**Excerpted passage**
Kitty Cole letter right on target
Kitty Cole’s letter to the editor (Cape Gazette, Friday, July 26, “Rehoboth should hold referendum on funding”) certainly was timely.
Three days prior, on July 23, an article appeared in the Cape Gazette, on page 4 titled, “Sussex gets serious about weeds.” The photo of the illegal overgrowth that accompanied the article made me think immediately of Lake Gerar in addition to a section of Silver Lake recently “improved” by Envirotech Environmental Consulting.
According to the July 23 article, Sussex County Council voted 3-2 to amend regulations, enforcements and penalties aimed at property owners who allow weeds or grass to grow taller than 12 inches on their property. The article quoted Eddy Parker, the county’s director of assessment: “The intent of the ordinance is to provide a way to deal with the overgrowth in rural residential areas in an effort to curb fire, safety and rodent issues.”
Anyone who has driven across the Lake Gerar Bridge or past the “improved” section of Silver Lake (East Lake Drive south of Prospect Street) would be dismayed at the height and depth of the weeds and overgrowth. Kitty Cole, in her letter, specifically mentioned an unusual influx of wild animals, such as muskrat, snakes and shore rats since the “improvement” of Lake Gerar by Envirotech.
As a resident at 7 Prospect Street, in full view of Evirotech’s shoreline “improvements,” I too have noticed an influx of wild animals in the weeds and overgrowth along Silver Lake. I have also had to deal with bits and pieces of Envirotech’s biologs that were supposed to protect the shoreline by serving as anchors for shore stabilizing vegetation. Instead of protecting the shoreline, they have broken off because of the heavy wave action, and have drifted north with the current, lodging and decaying along my riprap and under my dock.

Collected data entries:
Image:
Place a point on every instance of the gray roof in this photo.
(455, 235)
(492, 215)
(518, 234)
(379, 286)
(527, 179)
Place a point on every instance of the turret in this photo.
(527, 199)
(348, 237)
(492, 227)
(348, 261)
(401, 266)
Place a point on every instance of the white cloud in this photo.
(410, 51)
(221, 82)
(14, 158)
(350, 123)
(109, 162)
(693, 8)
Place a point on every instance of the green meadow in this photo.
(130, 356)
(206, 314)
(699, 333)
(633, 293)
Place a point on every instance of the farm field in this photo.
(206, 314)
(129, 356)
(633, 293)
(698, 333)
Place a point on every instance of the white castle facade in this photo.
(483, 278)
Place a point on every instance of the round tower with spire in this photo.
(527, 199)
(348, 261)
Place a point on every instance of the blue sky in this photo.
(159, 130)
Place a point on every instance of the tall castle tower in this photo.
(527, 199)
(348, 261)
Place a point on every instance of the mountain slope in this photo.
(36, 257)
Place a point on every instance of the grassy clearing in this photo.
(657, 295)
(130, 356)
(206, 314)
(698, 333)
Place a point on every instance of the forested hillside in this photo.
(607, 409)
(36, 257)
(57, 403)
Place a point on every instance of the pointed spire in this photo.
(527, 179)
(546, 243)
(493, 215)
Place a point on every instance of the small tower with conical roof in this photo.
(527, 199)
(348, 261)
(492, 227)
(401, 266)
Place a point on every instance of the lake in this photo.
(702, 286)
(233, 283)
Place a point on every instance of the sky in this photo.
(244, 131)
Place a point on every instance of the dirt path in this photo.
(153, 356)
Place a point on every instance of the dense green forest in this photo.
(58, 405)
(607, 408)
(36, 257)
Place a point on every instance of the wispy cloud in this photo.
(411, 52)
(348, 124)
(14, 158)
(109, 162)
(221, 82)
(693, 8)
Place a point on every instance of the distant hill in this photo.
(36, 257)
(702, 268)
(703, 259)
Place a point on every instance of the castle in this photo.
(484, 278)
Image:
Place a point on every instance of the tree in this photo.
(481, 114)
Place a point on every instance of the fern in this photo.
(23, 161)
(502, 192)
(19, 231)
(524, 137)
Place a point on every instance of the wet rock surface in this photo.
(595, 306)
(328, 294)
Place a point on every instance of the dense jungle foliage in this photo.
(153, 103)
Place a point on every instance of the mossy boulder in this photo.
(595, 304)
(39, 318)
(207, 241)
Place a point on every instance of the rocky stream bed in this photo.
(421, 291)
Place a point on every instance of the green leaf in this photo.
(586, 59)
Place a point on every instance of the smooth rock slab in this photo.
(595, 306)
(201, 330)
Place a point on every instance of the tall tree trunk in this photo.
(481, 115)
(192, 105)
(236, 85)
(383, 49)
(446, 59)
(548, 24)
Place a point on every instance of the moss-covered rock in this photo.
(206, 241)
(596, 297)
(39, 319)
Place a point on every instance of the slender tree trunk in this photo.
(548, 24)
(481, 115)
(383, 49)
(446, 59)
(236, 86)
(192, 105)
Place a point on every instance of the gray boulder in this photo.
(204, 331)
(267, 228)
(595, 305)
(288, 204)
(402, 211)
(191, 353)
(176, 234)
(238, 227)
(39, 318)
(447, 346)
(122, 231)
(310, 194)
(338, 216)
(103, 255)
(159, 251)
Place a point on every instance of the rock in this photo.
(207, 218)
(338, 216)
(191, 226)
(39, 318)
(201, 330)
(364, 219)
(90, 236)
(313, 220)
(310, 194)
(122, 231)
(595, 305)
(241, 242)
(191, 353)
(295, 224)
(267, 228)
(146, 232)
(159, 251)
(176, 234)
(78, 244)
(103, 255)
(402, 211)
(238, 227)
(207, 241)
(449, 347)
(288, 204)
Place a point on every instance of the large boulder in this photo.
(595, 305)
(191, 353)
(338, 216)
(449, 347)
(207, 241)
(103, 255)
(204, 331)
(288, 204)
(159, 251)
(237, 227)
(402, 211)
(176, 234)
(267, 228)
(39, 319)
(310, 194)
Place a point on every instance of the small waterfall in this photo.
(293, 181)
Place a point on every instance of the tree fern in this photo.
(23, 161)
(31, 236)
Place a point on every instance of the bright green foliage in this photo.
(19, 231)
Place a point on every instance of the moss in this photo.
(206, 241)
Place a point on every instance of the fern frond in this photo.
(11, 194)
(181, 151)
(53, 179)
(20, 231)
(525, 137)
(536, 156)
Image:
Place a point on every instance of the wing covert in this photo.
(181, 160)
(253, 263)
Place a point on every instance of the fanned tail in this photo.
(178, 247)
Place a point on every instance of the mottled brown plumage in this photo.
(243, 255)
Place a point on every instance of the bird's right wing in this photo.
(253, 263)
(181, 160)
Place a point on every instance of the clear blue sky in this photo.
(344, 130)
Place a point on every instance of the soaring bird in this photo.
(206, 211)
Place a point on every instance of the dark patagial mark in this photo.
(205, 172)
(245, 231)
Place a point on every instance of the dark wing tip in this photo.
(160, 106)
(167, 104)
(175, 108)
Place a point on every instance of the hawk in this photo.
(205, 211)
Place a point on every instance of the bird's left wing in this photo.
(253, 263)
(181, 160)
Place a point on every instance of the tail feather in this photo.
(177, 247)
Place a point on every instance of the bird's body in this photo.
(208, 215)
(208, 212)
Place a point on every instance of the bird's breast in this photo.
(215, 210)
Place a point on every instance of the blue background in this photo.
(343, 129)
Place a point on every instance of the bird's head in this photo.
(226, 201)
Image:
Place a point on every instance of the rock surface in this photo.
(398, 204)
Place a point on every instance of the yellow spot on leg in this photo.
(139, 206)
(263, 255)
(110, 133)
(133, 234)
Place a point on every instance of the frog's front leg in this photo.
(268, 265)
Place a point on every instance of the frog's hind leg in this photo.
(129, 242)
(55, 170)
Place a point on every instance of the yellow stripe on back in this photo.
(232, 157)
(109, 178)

**Exercise set**
1. Answer these questions from the letter to the editor about weeds along Lake Gerar and Silver Lake:
(a) By what vote did Sussex County Council amend its regulations on overgrown property?
(b) Above what height must weeds or grass grow before the rules apply?
(c) According to the writer, what happened to Envirotech's biologs instead of protecting the shoreline?
2. Write the next part of the letter to the editor about weeds along Lake Gerar and Silver Lake, starting after its final sentence.
The records have nothing to do with this.

**Task-by-task answers**
1.
(a) 3-2
(b) 12 inches
(c) They broke off because of the heavy wave action and drifted north with the current, lodging and decaying along the writer's riprap and under the dock.

2.
According to Todd Fritchman of Envirotech, the biologs are supposed to decompose after three years and serve as a substrate for shore stabilizing vegetation. Unfortunately these logs are not decomposing as described by Mr. Fritchman. They are breaking away, in many cases with their vegetation intact. Since April 1, I have been cleaning up the bits and pieces of logs, the vegetation and the slimy filaments that make up the logs that, because of the waves and the currents, float north and become attached to my riprap. All I can say is, what a nasty mess!
To the best of my knowledge, these Envirotech projects have been advocated and encouraged by Save Our Lakes 3 (SOLA3). If anyone at SOLA3 had spent the effort researching biologs and lakeside bank erosion, they would have learned that there are situations where riprap is preferred because it is permanent. Over time, on the east side of Silver Lake, the biologs will erode away along with the vegetation because of the heavy wave action.
I must add, when I drive across the Lake Gerar Bridge, I am always on the lookout for any sign of life on the water: a sea gull, a Blue Heron, even a duck. But month after month, it never changes. Lake Gerar is barren. There are no signs of life - just the bubblers, bubbling. Hasn’t anybody noticed except Kitty Cole? Like a sterile landscape from a science fiction movie, it really is the Dead Sea. It’s time to take the advice of Eddy Parker: Cut down the weeds and give the lake back to the people. Stop spending the taxpayers’ money on ill advised and poorly designed solutions to lakeshore erosion.